QUESITO SCRITTO -
Secondo il testo sulla scuola e la storia, quale diritto contiene la cittadinanza garantita dall'Unione Europea?

TESTO FORNITO -
....

Proprio dall’autonomia deriva la stessa regionalizzazione del
sistema scolastico che il prof. Settis paventa e accusa di
anticostituzionalità. La trasformazione, spacciata per progresso, è
consistita propriamente nel diffamare l’alto livello di
preparazione teorica garantito dalla scuola italiana e nell’imporre
un’istruzione senza fatica dell’apprendere, gestita non più da
docenti, ma da animatori, orientata alle abilità professionali, sul
modello fallimentare e profondamente classista della scuola
anglosassone. Così la decadenza della cultura storica si rivela
essere un momento particolare della decadenza delle istituzioni e
della politica italiana. La forma stessa
della nuova scuola rende impossibile lo studio della storia. Essa è
scienza dell’individuale: non solo argomentazione, ma anche
narrazione, quindi sforzo di memoria; ma la scuola delle competenze è
orientata alla leggerezza, abolisce il racconto e atrofizza la
memoria – come lo stesso prof. Serianni riconosce con il suo breve
omaggio alla ‘Vispa Teresa’. Che poi l’atrofia della memoria
indebolisca il senso di cittadinanza, questa conseguenza, che
angoscia il prof. Settis, è un fine tenacemente perseguito dai
fautori della nuova scuola. Essi lavorano infatti alla dissoluzione
della cittadinanza italiana e alla formazione della cittadinanza
europea. Poiché è stato alimentato non solo dagli europeisti, ma da
ben più influenti élite neoliberali, questo cambiamento non ha un
significato formale, non consiste nel sostituire la lealtà
all’Italia con la lealtà alla UE, che è una compagine sui generis
e non uno Stato; ma ha un significato sostanziale: la cittadinanza
garantita dalla Costituzione italiana contiene il diritto al lavoro,
quella garantita dall’Unione Europea contiene invece il diritto
alla stabilità dei prezzi, compensato, per così dire, dal diritto
delle persone alla mobilità. Così la nuova scuola, in quanto scuola
europea, non mira né a educare il cittadino né ad addestrare il
lavoratore; il suo vagabondare tra disperate improvvisazioni dimostra
che le è affidato il compito esclusivo di adattare il disoccupato
all’emigrazione. E poiché l’esercizio del ‘diritto’ a
emigrare non postula affatto la pietà per il passato, che potrebbe
intensificare la nostalgia, ma l’urgenza di masticare le lingue
straniere, ecco che proprio la storia e le materie storiche non
soltanto sono ghermite dalla furia dell’evanescenza, ma perdono
l’inviolabilità dei confini e diventano campo di applicazione
preferito della metodologia CLIL, devono essere cioè insegnate in
lingua straniera: soprattutto ai docenti di queste materie,
quantunque monoglotti non meno degli altri, è richiesto di insegnare
ex abrupto in inglese, con il risultato che mentre non favoriscono i
progressi linguistici degli alunni, sono ancora una volta costretti a
ridimensionare i propri obiettivi. Tutta
l’articolazione della nuova scuola congiura all’estinzione della
cultura storica. È evidente che possono svolgere il tema di storia
solo gli alunni i cui docenti hanno completato il programma; questa
espressione suona però come una blasfemia nella nuova scuola, che
vuole dare competenze senza conoscenza. Per amore di quelle, i
dirigenti scolastici, attenti a turbare con qualunque pretesto la
regolarità delle lezioni, tenuti a premiare solo chi innova e
sperimenta, restano indifferenti all’umile esigenza del
completamento dei programmi, anzi, se questo obiettivo può far
sembrare il loro istituto non abbastanza à la page, le sono proprio
ostili. È irrilevante dunque che il programma di storia si
interrompa a Mazzini, alla prima o alla seconda guerra mondiale o che
svolazzi qua e là a capriccio – contano solo le competenze
storiche. Se poi il tema di storia assegnato all’esame di Stato è
tratto regolarmente dal secondo Novecento, ciò non solo testimonia
la confusione del MIUR che come Arlecchino porta gli ordini sotto un
braccio e sotto l’altro i contrordini, ma è anche utile a dare una
parvenza di normalità alla situazione della scuola, a fingere che
l’animazione non abbia sostituito l’insegnamento, che il gioco
non abbia bandito l’apprendimento, ma vi si sia aggiunto, l’abbia
arricchito. C’è un’ultima
difficoltà nello studio della storia, di ordine più generale: nulla
è più artificialmente oscuro della storia del Novecento.

....

VOCI ARCHIVIATE -
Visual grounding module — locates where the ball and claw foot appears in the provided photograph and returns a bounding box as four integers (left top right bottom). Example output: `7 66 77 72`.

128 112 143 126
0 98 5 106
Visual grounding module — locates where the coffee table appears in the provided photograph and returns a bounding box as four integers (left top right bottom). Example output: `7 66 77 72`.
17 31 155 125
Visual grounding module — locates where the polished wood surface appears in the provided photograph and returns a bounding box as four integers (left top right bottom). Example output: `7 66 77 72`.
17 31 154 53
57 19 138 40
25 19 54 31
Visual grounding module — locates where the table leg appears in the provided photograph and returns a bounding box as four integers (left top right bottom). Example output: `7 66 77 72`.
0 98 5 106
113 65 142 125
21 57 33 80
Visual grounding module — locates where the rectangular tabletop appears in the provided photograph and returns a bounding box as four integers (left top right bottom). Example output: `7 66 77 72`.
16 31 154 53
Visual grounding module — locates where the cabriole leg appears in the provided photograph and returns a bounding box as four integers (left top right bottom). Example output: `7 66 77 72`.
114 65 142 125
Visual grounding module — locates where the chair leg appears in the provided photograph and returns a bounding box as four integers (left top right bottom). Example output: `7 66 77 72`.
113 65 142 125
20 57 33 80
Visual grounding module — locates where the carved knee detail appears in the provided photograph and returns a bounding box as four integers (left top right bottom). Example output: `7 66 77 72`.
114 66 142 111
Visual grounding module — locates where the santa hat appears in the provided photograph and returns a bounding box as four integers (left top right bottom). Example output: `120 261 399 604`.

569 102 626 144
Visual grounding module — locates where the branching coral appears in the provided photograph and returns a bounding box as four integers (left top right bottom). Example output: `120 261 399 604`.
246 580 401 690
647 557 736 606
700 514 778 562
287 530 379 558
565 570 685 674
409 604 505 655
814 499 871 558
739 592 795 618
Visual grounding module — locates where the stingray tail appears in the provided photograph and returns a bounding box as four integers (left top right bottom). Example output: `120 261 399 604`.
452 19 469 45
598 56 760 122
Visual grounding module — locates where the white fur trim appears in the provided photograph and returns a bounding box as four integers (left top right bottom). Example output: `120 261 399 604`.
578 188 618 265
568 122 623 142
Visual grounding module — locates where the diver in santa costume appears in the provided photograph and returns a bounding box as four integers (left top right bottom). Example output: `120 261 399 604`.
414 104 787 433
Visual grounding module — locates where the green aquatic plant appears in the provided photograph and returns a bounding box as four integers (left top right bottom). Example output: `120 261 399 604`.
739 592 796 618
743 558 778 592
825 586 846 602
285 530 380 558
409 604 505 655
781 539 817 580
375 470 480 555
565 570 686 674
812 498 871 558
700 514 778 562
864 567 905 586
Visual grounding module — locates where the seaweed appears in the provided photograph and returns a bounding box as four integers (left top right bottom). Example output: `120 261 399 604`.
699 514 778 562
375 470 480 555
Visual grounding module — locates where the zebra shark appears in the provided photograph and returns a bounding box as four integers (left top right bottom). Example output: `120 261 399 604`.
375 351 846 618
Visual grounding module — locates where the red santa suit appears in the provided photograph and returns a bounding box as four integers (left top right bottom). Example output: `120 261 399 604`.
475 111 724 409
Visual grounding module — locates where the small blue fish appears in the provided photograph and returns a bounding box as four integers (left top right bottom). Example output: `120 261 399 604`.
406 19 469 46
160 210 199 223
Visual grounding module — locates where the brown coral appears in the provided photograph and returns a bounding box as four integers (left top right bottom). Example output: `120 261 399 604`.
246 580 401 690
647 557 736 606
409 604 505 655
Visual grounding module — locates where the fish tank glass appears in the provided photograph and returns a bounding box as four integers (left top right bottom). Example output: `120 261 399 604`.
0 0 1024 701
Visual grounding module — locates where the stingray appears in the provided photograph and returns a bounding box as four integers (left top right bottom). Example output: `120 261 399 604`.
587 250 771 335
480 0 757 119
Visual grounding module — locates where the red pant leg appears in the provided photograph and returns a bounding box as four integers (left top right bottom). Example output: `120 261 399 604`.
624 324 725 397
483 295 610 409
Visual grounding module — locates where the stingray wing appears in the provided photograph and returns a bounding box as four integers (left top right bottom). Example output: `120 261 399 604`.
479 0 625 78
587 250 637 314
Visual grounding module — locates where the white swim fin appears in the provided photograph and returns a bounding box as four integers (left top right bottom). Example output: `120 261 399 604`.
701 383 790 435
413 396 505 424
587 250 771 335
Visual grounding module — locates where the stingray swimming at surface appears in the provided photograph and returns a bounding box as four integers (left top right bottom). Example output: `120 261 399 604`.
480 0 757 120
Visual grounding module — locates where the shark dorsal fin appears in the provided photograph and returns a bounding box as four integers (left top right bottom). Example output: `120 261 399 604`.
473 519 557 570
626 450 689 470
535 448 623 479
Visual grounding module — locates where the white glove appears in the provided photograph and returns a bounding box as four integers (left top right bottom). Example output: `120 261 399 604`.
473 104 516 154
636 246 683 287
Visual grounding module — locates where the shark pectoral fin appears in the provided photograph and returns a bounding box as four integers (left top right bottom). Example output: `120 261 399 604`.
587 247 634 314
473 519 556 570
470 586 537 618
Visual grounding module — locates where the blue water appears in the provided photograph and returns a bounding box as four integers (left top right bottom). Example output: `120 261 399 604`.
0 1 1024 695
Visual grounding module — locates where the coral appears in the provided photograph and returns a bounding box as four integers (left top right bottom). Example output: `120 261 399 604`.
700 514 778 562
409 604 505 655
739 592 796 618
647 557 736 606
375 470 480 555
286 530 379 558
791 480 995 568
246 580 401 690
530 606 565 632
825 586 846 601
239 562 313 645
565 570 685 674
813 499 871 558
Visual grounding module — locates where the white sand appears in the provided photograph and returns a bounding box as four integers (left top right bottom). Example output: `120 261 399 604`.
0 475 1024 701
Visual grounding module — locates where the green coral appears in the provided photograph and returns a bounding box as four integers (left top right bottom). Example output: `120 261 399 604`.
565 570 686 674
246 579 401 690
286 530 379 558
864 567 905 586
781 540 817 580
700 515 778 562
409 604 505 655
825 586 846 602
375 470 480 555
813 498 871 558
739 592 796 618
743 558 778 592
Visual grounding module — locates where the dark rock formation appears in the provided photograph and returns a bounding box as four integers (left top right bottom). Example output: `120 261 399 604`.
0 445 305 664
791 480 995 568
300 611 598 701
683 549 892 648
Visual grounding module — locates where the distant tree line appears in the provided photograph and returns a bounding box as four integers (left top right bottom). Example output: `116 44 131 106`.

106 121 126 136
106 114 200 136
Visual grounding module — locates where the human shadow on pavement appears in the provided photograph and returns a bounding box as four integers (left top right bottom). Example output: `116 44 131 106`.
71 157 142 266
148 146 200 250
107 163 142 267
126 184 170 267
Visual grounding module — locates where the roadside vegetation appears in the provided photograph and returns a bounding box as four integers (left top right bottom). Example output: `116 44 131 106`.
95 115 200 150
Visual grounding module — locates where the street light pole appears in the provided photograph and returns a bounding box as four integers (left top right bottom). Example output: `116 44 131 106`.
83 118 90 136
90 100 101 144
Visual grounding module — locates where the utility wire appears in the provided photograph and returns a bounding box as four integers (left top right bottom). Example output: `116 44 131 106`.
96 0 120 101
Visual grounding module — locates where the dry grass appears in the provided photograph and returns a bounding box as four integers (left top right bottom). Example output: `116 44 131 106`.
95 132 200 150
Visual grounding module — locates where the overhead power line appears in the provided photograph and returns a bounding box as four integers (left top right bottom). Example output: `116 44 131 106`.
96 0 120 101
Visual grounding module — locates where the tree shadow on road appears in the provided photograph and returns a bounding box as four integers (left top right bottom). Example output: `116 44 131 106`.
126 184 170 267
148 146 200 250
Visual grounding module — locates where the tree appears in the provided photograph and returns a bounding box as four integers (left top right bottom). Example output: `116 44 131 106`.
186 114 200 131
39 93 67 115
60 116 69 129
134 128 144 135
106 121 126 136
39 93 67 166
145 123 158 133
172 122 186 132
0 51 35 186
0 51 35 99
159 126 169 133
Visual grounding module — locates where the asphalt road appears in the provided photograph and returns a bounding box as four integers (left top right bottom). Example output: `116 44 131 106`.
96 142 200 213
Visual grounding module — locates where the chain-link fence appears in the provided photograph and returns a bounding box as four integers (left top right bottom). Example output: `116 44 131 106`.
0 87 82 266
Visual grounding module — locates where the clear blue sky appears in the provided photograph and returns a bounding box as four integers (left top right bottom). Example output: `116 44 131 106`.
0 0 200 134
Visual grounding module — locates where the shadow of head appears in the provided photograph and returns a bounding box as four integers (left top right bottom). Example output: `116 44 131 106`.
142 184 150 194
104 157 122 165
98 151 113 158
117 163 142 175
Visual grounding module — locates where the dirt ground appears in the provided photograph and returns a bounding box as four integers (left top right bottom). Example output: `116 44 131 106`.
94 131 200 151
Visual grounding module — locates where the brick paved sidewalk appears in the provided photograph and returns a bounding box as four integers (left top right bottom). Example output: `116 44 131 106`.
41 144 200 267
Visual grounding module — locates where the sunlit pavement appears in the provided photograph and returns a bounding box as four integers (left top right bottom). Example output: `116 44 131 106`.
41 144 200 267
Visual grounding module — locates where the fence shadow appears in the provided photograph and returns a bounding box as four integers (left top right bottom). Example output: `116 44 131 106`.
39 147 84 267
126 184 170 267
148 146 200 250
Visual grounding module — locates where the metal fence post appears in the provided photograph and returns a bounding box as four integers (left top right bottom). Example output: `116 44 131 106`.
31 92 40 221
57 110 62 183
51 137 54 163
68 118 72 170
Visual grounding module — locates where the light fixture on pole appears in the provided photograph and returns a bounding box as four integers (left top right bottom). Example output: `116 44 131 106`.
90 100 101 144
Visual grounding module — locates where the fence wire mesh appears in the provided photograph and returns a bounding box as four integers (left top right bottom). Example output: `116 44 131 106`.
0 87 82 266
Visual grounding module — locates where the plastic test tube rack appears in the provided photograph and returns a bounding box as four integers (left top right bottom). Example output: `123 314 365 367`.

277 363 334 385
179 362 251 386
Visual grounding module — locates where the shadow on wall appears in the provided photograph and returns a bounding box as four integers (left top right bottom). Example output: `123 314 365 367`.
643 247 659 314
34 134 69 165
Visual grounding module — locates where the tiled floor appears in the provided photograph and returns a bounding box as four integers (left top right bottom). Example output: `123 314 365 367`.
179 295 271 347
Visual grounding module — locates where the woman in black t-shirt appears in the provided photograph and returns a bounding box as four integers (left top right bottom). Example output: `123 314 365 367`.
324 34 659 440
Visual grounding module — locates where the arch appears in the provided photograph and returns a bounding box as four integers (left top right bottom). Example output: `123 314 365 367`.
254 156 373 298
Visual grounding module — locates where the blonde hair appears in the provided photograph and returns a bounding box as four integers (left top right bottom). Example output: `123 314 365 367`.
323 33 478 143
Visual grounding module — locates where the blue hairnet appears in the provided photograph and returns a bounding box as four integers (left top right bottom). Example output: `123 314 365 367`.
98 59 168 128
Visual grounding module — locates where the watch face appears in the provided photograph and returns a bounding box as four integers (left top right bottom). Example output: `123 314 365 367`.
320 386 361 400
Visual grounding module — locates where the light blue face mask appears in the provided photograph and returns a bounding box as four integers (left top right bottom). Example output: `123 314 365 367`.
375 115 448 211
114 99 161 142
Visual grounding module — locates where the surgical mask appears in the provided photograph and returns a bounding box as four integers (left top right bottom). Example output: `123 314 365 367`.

....

RISULTATO DELL'ESERCIZIO -
Il diritto alla stabilità dei prezzi, compensato dal diritto delle persone alla mobilità.